### Ketentuan Latihan
1/ Dalam teks tentang HMI di era informasi, istilah bahasa Inggris apa saja yang langsung diikuti padanan bahasa Indonesianya di dalam tanda kurung?
2/ Lanjutkan teks tentang HMI di era informasi mulai dari kalimat terakhirnya.

### Teks Bacaan
◇ ◇ ◇ ◇
Oleh: Moh. Ilyas*
Abad 21, abad penentuan. Begitulah kiranya kita memaknai abad ini. Dikatakan penentuan, karena fenomena-fenomena hidup yang sebelumnya 'asing dan tabu', saat ini dua kata itu nyaris hilang total. Tak ada lagi bahasa tabu. Ya, inilah abad keterbukaan itu.
Selain itu disebut penentuan, karena individu-individu yang ada di jagad ini seolah sudah ditentukan sepenuhnya oleh kekuatan informasi. Semua masyarakat yang bercokol sudah melek informasi, sehingga mindset mereka pun menjadi information oriented.
Inilah era yang menandai lahirnya global village (desa global) yang kemudian mengantarkan istilah globalisasi. Era global ini adalah proses masuknya sebuah negara ke ruang lingkup dunia, sehingga sekat-sekat atau tapal batas antar negara akan semakin kabur. Di sinilah asal muassal era kemajuan informasi itu.
Kemajuan teknologi informasi ini ibarat ledakan bom yang siap meluluhlantakkan peradaban manusia dan mengarahkannya atau meminjam bahasa Collin Cherry, seorang ilmuwan kognitif Inggris (1914–1979) dengan istilah explosion (letusan). Istilah ini muncul karena kuatnya pengaruh informasi terhadap pembentukan dan perubahan karakter manusia.
Menurutnya, di antara dampaknya adalah semakin tingginya peradaban atau justru hancurnya peradaban. Ia juga menandai lahirnya masyarakat modern sebagai dampak industrialisasi dan teknologisasi yang merupakan masyarakat dengan struktur kehidupan yang dinamis-kreatif untuk melahirkan gagasan-gagasan demi kepentingan manusia dalam berbagai sektor kehidupan.
Tak ketinggalan juga HMI. Organisasi mahasiswa di usianya yang ke 63 tahun ini terbawa juga oleh derasnya informasi. Hal ini tidak lepas dari kian canggihnya komunikasi sebagai bagian dari dampak kuatnya informasi itu sendiri.
Dengan kata lain, HMI sebagai social sphere (ruang sosial) tidak mungkin memisahkan diri dari sosialnya. Bagi HMI, lepas dari nilai-nilai sosial adalah suatu kemuspraan yang justu menghancurkan dirinya sendiri. Barangkali di sinilah relevansi pandangan seorang pakar komunikasi, B. Aubrey Fisher yang mengatakan, "Tidak ada persoalan sosial yang tidak melibatkan komunikasi."
Dari sini pula kemudian terlukiskan bahwa komunikasi merupakan sesuatu yang ubiquitous atau serba hadir. Artinya, di wilayah sosial manapun komunikasi senantiasa diperlukan, termasuk juga di HMI.
◇ ◇ ◇ ◇
### Cuplikan Data
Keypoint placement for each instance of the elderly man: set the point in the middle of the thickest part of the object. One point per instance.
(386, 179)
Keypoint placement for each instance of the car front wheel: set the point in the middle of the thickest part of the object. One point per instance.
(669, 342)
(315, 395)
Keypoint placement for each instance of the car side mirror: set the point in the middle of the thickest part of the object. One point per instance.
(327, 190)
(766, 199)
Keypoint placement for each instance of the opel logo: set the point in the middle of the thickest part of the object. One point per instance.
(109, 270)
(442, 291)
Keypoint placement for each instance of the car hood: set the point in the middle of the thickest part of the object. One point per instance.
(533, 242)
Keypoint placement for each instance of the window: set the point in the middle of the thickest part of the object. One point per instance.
◇ ◇ ◇ ◇
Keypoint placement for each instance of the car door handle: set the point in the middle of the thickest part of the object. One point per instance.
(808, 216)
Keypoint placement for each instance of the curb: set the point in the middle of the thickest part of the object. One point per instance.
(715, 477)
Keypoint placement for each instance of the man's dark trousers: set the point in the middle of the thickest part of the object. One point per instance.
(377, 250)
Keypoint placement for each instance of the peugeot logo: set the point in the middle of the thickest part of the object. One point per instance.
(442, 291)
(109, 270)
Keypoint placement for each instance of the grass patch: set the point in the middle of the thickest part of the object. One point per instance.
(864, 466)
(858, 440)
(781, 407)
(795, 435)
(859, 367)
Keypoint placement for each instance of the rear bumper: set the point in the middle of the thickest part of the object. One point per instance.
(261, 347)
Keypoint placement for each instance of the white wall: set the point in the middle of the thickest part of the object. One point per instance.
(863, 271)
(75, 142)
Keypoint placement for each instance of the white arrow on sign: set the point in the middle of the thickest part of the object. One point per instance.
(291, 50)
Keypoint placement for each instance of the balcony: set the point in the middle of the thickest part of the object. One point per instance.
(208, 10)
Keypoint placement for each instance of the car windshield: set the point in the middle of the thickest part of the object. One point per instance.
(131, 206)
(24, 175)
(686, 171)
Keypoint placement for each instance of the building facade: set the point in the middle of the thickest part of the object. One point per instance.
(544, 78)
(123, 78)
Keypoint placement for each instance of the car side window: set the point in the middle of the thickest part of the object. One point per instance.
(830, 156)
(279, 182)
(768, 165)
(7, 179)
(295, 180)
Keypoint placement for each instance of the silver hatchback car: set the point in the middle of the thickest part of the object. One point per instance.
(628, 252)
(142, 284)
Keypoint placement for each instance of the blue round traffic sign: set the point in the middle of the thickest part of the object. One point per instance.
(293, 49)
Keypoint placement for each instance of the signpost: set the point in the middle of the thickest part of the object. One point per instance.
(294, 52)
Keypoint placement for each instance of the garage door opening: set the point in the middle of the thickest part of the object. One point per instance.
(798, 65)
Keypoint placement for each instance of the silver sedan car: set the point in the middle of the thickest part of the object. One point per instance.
◇ ◇ ◇ ◇
### Jawaban Tiap Soal
1/ global village (desa global), explosion (letusan), social sphere (ruang sosial)

2/
Pertaruhan HMI
Tentu saja keterlibatan HMI melalui diskursus komunikasi dan informasi dalam konteks sosialnya ini bukan tanpa beban. Di pundaknya terdapat ribuan beban yang mesti dipikul. Itu semua, jika organisasi besutan Lafran Pane ini tidak ingin tenggelam dalam lautan ketidakpastian, bahkan kebinasaan.
Beban-beban itu merupakan konsekuensi logis dari kian melejitnya teknologi informasi. Untuk sekadar menyebut contoh dari beban itu ialah beban sejarah. HMI tak bisa lepas dari dinamika sejarah yang dilaluinya. Sejarah itu, tentu akan menjadi beban bagi HMI hari ini, jika tak dapat melampaui sejarahnya sendiri. Artinya, tempo dulu, saat HMI baru didirikan atau saat menginjak masa remaja pada tahun 60 sampai 80-an, ia mampu menemukan sekaligus menciptakan masa kejayaannya.
Saat itu, HMI lahir sebagai punggawa besar yang mengawal bangsa ini, mulai dari hantaman kolonial Belanda hingga turut berpartisipasi dalam pembangunan. Bahkan bisa dikatakan, jargon 'Islam Yes, Partai Islam No' yang dikemukakan Cak Nur (panggilan akrab Nurcholish Madjid sebagai tokoh HMI) juga mendesakralisasi agama yang sering dicampuradukkan dengan partai politik. Dalam konteks ini, ia sepertinya ingin menghilangkan politisasi agama.
Tak ayal, kala itu kejayaan HMI cenderung lahir dari pemikiran - yang jauh dari kemajuan teknologi. Belum ada yang namanya facebook, twitter, friendster, dan bahkan portal-portal berita online di negeri ini. Tetapi, mengapa justru kejayaan bisa digapai jauh lebih besar dibanding hari ini?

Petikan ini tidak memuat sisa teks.